Text passage:
-- Begin --

This is what’s printed to the console as a result.

Bard
Druid
Knight
Wizard

You can sort in reverse order using the -r option.

# sort the contents in reverse alphabetical order
sort -r characters.md

To sort by numeric order, use the -n option. You can also sort in reverse-numeric order using -n and -r together.

For example, imagine that you have a health.md file that tracks an RPG characters health.

12 - Wizard
11 - Druid
20 - Knight
4 - Bard

To sort it numerically (in ascending or reverse order, respectively), you would do this.

# sort in numeric order
sort -n health.md

# sort in reverse numeric order
sort -nr health.md

To remove duplicates while sorting, use the -u option.

For example, imagine you have a more-characters.md file with some duplicates in it.

Wizard
Druid
Knight
Bard
Druid
Wizard
Healer
Barbarian

To sort them and remove the duplicates, you would do this.

# remove duplicates
sort -u more-characters.md

You can use the -o option to save the sorted output to a file. Add it to the end of your command, other options, and argument, with the filename as an option value.

# sort alphabetically and save to a new file
sort -u more-characters.md -o characters-sorted-unique.md

Clearing the Terminal window

The clear command will remove all content from the Terminal window.

-- End --

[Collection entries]
-- Begin --

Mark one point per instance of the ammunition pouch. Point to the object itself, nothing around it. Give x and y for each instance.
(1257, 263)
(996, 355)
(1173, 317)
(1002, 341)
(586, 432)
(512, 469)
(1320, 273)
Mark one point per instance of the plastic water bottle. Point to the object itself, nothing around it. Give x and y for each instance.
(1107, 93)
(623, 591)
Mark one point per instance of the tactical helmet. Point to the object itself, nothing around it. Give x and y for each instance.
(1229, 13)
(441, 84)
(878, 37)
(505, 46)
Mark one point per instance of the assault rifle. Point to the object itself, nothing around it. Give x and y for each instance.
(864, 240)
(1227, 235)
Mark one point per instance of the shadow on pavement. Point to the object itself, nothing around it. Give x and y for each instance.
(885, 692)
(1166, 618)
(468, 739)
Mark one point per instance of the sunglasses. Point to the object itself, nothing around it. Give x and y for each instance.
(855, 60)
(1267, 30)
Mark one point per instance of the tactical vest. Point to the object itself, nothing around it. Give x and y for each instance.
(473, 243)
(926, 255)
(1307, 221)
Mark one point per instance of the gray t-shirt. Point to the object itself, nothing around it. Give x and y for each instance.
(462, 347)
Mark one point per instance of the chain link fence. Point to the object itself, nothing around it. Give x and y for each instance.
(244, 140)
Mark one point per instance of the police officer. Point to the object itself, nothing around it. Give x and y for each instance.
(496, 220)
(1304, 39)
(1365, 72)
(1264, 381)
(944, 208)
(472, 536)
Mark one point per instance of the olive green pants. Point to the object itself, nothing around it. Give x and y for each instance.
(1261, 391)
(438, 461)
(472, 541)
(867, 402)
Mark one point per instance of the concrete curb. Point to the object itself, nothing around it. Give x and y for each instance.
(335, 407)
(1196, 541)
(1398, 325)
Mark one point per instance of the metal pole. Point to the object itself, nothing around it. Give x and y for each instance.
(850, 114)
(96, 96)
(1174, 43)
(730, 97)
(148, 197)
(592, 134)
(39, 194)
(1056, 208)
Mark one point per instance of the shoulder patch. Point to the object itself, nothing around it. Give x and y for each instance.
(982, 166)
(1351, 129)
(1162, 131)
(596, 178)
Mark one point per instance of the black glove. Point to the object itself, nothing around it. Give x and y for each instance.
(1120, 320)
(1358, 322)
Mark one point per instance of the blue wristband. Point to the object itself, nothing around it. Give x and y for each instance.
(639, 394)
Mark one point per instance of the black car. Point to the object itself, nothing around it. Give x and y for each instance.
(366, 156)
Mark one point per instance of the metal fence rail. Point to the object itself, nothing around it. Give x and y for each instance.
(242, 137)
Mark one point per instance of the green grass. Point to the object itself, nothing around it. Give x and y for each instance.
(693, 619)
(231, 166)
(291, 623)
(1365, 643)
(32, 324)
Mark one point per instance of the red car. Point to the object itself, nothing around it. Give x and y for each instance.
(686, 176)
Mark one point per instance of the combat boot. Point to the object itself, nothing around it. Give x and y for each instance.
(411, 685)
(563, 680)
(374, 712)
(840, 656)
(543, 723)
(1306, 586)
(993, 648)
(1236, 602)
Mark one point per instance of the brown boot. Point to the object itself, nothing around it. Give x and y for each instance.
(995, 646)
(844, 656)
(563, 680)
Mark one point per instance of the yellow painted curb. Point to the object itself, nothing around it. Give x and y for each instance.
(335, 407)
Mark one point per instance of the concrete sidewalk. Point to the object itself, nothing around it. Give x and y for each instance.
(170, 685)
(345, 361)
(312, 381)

-- End --

Parts of the exercise:
a: Answer these questions using the sort command text:
(i) Which option sorts in reverse order?
(ii) Which option removes duplicates while sorting?
(iii) What does the clear command do?
b: Reproduce everything in the sort command text from "To sort it numerically" down to "duplicates in it.".
These collection entries are separate material and unrelated to the sort command text.

Answers for the tasks:
a:
(i) The -r option.
(ii) The -u option.
(iii) It removes all content from the Terminal window.

b:
To sort it numerically (in ascending or reverse order, respectively), you would do this.

# sort in numeric order
sort -n health.md

# sort in reverse numeric order
sort -nr health.md

To remove duplicates while sorting, use the -u option.

For example, imagine you have a more-characters.md file with some duplicates in it.